------ Texte du document

Comme les autres pays nordiques, la Suède est atteinte de plein fouet par la vague populiste qui ne cesse d’enfler en Europe. A la veille des élections législatives, qui auront lieu le 9 septembre, les grands partis suédois, à droite comme à gauche, s’inquiètent de l’irrésistible montée de l’extrême-droite, après avoir constaté sa progression parallèle en Finlande, en Norvège et au Danemark. A Helsinki, les Vrais Finlandais, devenus en 2011 le troisième parti du pays, participent désormais au gouvernement. A Copenhague, le Parti populaire s’est installé en 2015 comme la deuxième force politique. A Oslo, le Parti du progrès est associé au gouvernement. A Stockholm, les Démocrates de Suède marchent sur la même voie, au risque de mettre à mal ce qu’il reste du modèle suédois.
Etat-providence, liberté des mœurs
La Suède a été longtemps perçue en Europe comme le pays de la social-démocratie triomphante, assurant aux citoyens à la fois la protection d’un Etat-providence généreux et le bénéfice d’une grande liberté des mœurs. Le parti social-démocrate, garant de cette double faveur, a dominé la vie politique depuis le lendemain de la seconde guerre mondiale. Il a occupé pendant de longues années le poste de premier ministre, d’abord avec l’inamovible Tage Erlander (1946-1969), puis avec l’infortuné Olof Palme (1969-1976, 1982-1986), assassiné en 1986, enfin avec deux dirigeants moins connus hors de Suède, Ingvar Carlsson (1986-1991, 1994-1996) et Göran Persson (1996-2006).
La droite a repris le pouvoir en 2006, sous l’autorité du premier ministre conservateur Fredrik Reinfeldt, mais depuis 2014 c’est de nouveau un social-démocrate, Stefan Lötven, qui dirige l’exécutif. Cet ancien syndicaliste, porté en 2006 à la présidence du syndicat IF Metall, dirige un gouvernement minoritaire, en coalition avec les Verts. Il a conclu avec la droite un accord par lequel celle-ci refuse de s’associer à l’extrême-droite pour rejeter le budget et empêcher la nouvelle équipe de gouverner. Cet accord, qualifié d’historique par Stefan Lötven, a été rendu nécessaire par la percée des Démocrates de Suède (extrême-droite), devenus la troisième force politique du pays, qui menaçaient de paralyser l’action gouvernementale.

------------
------ Enregistrements fournis

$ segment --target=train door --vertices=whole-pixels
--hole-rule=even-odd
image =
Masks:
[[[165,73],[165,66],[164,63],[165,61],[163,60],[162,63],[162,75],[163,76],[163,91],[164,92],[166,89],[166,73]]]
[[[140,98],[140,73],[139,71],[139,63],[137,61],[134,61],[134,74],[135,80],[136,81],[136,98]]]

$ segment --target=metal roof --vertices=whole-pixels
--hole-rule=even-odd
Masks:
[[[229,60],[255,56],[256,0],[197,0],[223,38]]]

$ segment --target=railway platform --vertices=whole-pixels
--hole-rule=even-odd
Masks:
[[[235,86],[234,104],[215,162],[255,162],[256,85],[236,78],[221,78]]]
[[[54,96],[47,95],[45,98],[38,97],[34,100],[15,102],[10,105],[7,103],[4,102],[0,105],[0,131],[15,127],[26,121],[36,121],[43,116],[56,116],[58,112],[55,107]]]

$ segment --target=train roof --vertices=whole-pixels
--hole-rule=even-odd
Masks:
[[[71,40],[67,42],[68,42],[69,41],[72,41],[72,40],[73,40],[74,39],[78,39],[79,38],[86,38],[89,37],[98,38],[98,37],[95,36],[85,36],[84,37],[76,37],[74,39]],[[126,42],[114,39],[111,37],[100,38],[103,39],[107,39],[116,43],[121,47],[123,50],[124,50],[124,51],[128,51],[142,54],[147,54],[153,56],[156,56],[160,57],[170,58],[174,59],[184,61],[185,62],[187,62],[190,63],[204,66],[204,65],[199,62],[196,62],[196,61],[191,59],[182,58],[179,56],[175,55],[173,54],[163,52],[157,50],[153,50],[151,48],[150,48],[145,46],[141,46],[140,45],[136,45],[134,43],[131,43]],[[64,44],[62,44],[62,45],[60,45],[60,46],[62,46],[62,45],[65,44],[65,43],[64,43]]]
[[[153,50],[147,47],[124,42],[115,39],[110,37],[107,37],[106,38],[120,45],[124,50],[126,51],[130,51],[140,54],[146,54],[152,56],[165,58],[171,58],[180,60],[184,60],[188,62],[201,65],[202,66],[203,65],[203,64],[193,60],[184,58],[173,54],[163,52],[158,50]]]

------------

Consignes
1. Reproduisez le passage de l'article sur la Suède qui commence à "La droite a" et se termine à "paralyser l’action gouvernementale.".
2. Quelles villes sont citées dans l'article sur la Suède ? Donnez-les toutes.

Corrigé
1.
La droite a repris le pouvoir en 2006, sous l’autorité du premier ministre conservateur Fredrik Reinfeldt, mais depuis 2014 c’est de nouveau un social-démocrate, Stefan Lötven, qui dirige l’exécutif. Cet ancien syndicaliste, porté en 2006 à la présidence du syndicat IF Metall, dirige un gouvernement minoritaire, en coalition avec les Verts. Il a conclu avec la droite un accord par lequel celle-ci refuse de s’associer à l’extrême-droite pour rejeter le budget et empêcher la nouvelle équipe de gouverner. Cet accord, qualifié d’historique par Stefan Lötven, a été rendu nécessaire par la percée des Démocrates de Suède (extrême-droite), devenus la troisième force politique du pays, qui menaçaient de paralyser l’action gouvernementale.

2. Helsinki, Copenhague, Oslo, Stockholm